DATA PROVIDED →
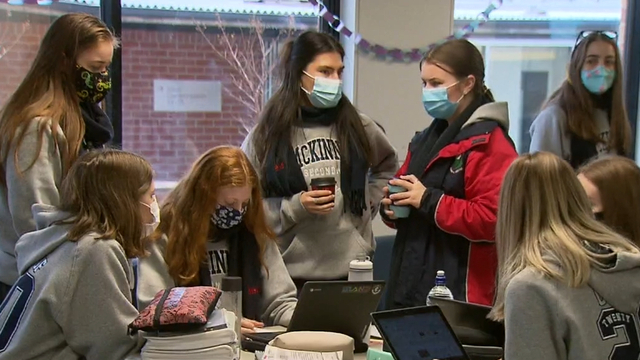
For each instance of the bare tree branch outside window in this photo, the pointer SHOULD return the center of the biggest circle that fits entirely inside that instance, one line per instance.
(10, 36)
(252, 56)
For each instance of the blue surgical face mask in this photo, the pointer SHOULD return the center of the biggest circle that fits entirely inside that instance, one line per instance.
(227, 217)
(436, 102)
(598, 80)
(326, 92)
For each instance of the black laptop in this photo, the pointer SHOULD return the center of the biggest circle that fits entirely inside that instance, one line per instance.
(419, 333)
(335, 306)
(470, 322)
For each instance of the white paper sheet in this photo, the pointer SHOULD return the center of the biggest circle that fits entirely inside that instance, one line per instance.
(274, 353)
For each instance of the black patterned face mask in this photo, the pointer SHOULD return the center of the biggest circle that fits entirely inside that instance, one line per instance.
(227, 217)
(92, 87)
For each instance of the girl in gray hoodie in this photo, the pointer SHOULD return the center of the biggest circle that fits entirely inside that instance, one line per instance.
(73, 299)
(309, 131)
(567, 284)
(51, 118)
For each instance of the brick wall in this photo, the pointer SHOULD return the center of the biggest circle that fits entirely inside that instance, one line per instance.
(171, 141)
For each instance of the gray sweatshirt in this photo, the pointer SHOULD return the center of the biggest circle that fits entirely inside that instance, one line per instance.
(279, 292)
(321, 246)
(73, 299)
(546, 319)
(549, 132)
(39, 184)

REQUIRED ACTION → Exactly as they appear above, write out all the entries, without pictures.

ANSWER FOR THE TASK →
For each instance of the bare tree branch outside window in this photo, the pointer SHOULD return the center of the biggest circle that fits entirely inside that instance, one line per instance.
(10, 36)
(252, 56)
For each instance of the blue surgical face mask in this photo, the pointer SHOULD return the center of the biggest circle that fits entirely inside that instance, one line per instance.
(227, 217)
(436, 102)
(598, 80)
(326, 92)
For each instance of the black laptop in this photo, the pointer SHOULD return the center of the biggest circle that fits entirely inside that instance, one line per instance.
(419, 333)
(335, 306)
(470, 322)
For each instance of the white paper sheet in this photo, the pointer SHOULD return the center of the biggest circle that fits entirely inside that instance, one line per instance.
(274, 353)
For each instance of the black patterned face mask in this photo, the pointer SHOULD return the center of the biggest circle that fits entirely inside that instance, one line per instance.
(227, 217)
(92, 87)
For each instance of the girl in gray hoodie in this photo, the pointer SHOULD return the center of the biggest circle that fits entirely inside that instance, one line per instance.
(73, 299)
(309, 131)
(567, 284)
(51, 118)
For each instance of the brick wall in this photo, the pointer SHOULD return the center of the biggest circle that fits entirely inside that instance, one line per instance.
(171, 141)
For each instance of the gray sweatshirt in this photo, the pointer SHOULD return the center of the biggest circle that fits entirely inside that instance, one line per instance.
(279, 292)
(321, 246)
(73, 299)
(546, 319)
(549, 132)
(39, 184)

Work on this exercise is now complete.